__WHAT TO DO__: Every line of the records must be repeated exactly; pictures stay out.

Image location labeling entries:

-- Start --

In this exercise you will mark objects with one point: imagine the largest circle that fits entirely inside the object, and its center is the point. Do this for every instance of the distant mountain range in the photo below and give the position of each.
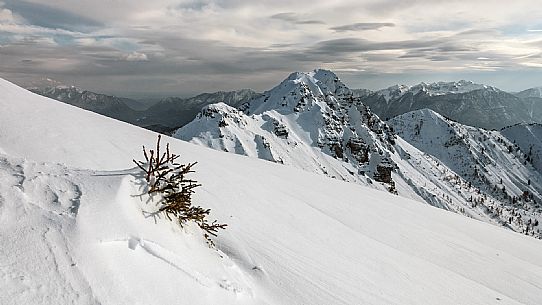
(465, 102)
(164, 116)
(314, 122)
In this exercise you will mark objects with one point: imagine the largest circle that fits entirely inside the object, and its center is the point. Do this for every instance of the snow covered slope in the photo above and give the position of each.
(465, 102)
(501, 181)
(78, 236)
(312, 121)
(529, 138)
(111, 106)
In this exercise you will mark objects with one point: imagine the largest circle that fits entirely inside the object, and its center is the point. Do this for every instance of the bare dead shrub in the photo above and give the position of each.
(167, 177)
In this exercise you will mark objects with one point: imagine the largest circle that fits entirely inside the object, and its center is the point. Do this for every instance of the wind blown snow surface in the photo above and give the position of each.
(73, 229)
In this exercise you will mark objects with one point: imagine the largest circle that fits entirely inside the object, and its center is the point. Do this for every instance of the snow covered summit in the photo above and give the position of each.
(73, 229)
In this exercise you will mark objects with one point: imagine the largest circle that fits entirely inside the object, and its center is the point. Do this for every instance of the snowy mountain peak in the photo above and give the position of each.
(535, 92)
(300, 92)
(433, 89)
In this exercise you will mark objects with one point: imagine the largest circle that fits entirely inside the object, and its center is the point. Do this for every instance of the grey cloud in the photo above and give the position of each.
(49, 17)
(294, 18)
(362, 26)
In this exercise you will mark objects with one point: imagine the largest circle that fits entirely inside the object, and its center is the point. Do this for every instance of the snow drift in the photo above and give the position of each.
(72, 229)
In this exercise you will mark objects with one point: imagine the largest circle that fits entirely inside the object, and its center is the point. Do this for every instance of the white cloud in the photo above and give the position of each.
(135, 56)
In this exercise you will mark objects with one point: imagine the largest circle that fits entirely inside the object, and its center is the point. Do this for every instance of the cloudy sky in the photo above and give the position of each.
(174, 47)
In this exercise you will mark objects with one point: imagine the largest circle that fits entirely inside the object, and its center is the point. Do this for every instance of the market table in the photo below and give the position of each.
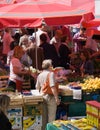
(77, 107)
(50, 126)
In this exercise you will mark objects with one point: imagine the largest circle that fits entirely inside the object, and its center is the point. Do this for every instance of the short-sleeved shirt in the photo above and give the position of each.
(15, 62)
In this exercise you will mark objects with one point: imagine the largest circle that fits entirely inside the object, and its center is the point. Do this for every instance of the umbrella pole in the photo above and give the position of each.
(36, 51)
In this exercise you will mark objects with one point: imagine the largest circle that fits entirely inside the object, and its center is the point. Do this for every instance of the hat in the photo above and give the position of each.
(31, 38)
(96, 37)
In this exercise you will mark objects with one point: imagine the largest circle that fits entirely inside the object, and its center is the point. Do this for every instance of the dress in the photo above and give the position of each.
(15, 81)
(50, 105)
(7, 39)
(40, 57)
(64, 56)
(4, 122)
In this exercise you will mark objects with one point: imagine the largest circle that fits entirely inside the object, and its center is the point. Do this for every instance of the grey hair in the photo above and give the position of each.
(46, 64)
(4, 103)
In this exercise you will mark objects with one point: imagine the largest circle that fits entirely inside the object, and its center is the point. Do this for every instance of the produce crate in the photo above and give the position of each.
(15, 115)
(93, 113)
(77, 109)
(3, 81)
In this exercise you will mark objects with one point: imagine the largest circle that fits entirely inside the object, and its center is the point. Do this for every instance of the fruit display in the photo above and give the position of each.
(33, 70)
(91, 84)
(3, 72)
(79, 124)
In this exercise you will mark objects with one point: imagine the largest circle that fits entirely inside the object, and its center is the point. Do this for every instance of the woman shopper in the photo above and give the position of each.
(17, 70)
(46, 84)
(4, 121)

-- End --

__COMPLETE RESPONSE__:
In this exercise you will mark objects with one point: imagine the largest circle that fits entirely inside the object, and its center is the point. Do this for every instance of the distant mountain range in the photo below and give the position of each.
(465, 102)
(164, 116)
(314, 122)
In this exercise you will mark objects with one point: imagine the largest circle that fits entirely inside the object, and its center is the point. Do this for every instance of the snow covered slope in the photo above and give the position of each.
(465, 102)
(501, 181)
(78, 236)
(312, 121)
(529, 138)
(111, 106)
In this exercise you will mark objects with one point: imagine the largest circle that fits entirely inside the object, and its center is the point. Do this for every instance of the bare dead shrub in the photo above and give the position of each.
(167, 177)
In this exercise you will mark objects with one point: imagine the largest circle that fits entirely inside the object, and its center is the point. Do this for every instance of the wind blown snow surface in the photo above and give the position of each.
(73, 229)
In this exercise you will mark objects with one point: imagine the largest circle that fits entirely inside the object, and its center is the point. Do this for every instance of the snow covered summit in the photo above and give the position of each.
(73, 229)
In this exercise you will mark objects with one point: imagine the largest circle that fits entirely inside the object, and its center is the point. Do this for every instance of the snowy mountain peak in the photo above and give the position of each.
(535, 92)
(300, 92)
(433, 89)
In this exercise you will mark objects with one point: imagine the largest circle that fits entirely inside the object, and its center is the point. Do this for every instance of the grey cloud in the photo above and give the position of each.
(49, 17)
(294, 18)
(362, 26)
In this exercise you will mark objects with one point: imagine the largest circle that fits entirely inside the object, and its center is the point. Do this for every instance of the snow drift in the photo above and give the position of each.
(72, 229)
In this exercise you will mark objects with one point: imagine the largest circle that fits entirely inside the object, and its center is the point. Do this for every instance of the white cloud in the photo above and give the position of each.
(135, 56)
In this exercise you will mark objects with one point: imagine the largest circle that fits entirely inside the object, and its center is the point. Do this for every instance of the cloudy sky in the photo above and give the position of each.
(174, 47)
In this exercise you will mark objects with one point: imagine the largest circle that fits entirely inside the object, and its center is the point. Do this for every instance of the market table in the photo below and give the position of each.
(77, 107)
(50, 126)
In this exercise you will mark objects with one point: imagine the largest circle that fits entirely inside the object, and its center is the point. Do this for every instance of the short-sleeved shirt in the photo above and give the position of each.
(15, 62)
In this exercise you will mark objects with one point: imagine the largest circle that fits entirely inside the object, and its center is the point. Do this for every instance of the umbrella pole in the photo above and give the position of each.
(36, 51)
In this exercise you will mark objects with one point: imagine the largest circle that fits entirely inside the object, and its center is the point. Do this for every instance of the hat in the photo above and give the position of each.
(31, 38)
(96, 37)
In this exercise you will mark objects with one point: imagine the largest circle that fits entirely inside the object, and its center is the point. Do this for every instance of the dress in the photo above and give the position of each.
(15, 81)
(50, 105)
(7, 39)
(40, 57)
(64, 56)
(4, 122)
In this exercise you will mark objects with one point: imagine the largest circle that fits entirely inside the object, and its center is the point. Do this for every instance of the grey hair in the photo above and give the position of each.
(46, 64)
(4, 103)
In this exercise you will mark objects with one point: imagine the largest circle that fits entirely inside the object, and its center is the point. Do this for every instance of the produce crate in the photo above and give the position of each.
(15, 115)
(93, 113)
(77, 109)
(3, 81)
In this exercise you will mark objects with one point: imagine the largest circle that fits entirely inside the object, and its center is the point. Do this for every instance of the fruit display in the photo above and give the position of each.
(33, 70)
(91, 84)
(3, 72)
(79, 124)
In this exercise you will mark objects with one point: imagine the largest circle that fits entirely inside the object, and its center is the point. Do this for every instance of the woman shopper in the photo above and give the position of each.
(17, 70)
(46, 84)
(4, 121)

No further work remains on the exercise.